> [Location identification lines]:
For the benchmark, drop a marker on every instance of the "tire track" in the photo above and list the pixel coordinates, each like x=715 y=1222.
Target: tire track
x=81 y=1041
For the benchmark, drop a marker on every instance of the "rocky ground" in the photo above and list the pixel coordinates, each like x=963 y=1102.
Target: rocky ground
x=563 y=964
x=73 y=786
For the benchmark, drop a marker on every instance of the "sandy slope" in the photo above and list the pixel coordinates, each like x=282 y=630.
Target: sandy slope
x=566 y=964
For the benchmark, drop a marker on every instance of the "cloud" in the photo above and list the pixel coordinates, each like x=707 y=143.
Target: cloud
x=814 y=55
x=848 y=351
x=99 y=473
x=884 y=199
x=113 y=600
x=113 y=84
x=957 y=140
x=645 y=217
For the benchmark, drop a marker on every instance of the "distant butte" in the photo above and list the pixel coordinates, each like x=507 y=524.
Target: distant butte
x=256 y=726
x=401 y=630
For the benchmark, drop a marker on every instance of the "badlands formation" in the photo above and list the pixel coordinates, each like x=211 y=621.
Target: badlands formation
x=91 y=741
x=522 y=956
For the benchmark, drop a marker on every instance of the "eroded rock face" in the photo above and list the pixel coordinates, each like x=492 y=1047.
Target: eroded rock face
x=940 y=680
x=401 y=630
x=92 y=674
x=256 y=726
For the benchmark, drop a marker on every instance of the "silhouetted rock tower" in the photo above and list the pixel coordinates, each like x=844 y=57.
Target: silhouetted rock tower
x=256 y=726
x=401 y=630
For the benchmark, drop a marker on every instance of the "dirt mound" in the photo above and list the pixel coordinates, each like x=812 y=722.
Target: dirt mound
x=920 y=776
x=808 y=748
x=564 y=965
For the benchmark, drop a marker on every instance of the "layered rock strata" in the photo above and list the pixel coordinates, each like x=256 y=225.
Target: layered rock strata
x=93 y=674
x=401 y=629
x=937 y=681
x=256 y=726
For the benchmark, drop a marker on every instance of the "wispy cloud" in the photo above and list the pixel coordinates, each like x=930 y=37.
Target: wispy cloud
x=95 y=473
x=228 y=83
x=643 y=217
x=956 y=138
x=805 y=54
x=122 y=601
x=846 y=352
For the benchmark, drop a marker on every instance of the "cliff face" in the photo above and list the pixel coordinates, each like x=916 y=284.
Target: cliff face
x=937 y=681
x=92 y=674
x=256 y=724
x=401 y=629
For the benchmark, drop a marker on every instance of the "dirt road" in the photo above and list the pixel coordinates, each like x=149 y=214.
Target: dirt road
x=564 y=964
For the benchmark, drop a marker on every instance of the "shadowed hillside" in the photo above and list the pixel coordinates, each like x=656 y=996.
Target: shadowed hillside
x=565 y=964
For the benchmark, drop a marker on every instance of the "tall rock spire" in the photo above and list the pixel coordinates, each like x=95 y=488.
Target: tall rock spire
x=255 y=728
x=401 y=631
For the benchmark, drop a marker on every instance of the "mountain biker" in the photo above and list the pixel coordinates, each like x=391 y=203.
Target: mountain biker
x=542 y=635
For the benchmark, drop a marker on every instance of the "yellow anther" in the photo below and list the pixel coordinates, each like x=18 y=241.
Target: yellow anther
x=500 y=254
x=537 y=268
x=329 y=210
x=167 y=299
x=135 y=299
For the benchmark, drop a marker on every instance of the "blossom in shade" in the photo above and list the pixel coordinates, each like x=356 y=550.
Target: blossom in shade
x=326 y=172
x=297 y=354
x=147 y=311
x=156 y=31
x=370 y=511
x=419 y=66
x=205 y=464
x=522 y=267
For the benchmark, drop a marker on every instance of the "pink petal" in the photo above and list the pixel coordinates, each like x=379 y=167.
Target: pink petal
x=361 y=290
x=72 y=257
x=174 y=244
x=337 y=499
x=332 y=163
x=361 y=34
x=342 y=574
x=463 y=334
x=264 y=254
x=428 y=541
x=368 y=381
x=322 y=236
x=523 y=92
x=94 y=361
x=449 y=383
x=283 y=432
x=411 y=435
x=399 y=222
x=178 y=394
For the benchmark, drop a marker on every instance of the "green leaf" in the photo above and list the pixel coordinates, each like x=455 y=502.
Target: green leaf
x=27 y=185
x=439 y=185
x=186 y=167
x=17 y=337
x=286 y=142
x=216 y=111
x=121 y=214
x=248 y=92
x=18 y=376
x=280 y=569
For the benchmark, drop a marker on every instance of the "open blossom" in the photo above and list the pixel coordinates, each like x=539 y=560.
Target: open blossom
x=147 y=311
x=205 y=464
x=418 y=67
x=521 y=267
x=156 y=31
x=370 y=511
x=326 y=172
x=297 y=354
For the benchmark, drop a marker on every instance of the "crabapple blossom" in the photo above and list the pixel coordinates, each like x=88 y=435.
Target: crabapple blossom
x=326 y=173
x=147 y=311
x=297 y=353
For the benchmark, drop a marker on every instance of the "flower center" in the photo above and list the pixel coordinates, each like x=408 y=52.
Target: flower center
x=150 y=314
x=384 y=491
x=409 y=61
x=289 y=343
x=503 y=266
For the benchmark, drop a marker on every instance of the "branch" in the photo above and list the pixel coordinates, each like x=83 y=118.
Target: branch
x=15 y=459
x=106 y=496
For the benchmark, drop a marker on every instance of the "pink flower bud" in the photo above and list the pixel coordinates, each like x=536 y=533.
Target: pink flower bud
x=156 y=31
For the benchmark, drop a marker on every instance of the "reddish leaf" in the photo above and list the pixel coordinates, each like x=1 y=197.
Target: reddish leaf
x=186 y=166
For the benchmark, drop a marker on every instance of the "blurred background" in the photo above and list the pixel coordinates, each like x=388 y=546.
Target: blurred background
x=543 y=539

> [Task instructions]: Convert the lines from the one containing "like x=379 y=167." through the one containing "x=368 y=381", both included, into a JSON list of strings with one string per line, leaving out any blank lines.

> [Written solution]:
[
  "For the benchmark, drop a marker on every instance of the \"pink petal\" in the photo above and list the pixel coordinates, each like x=379 y=167.",
  "Target: pink petal",
  "x=361 y=290",
  "x=72 y=257",
  "x=174 y=244",
  "x=337 y=499",
  "x=332 y=163",
  "x=361 y=34",
  "x=342 y=574",
  "x=463 y=334",
  "x=264 y=254",
  "x=428 y=541",
  "x=368 y=381"
]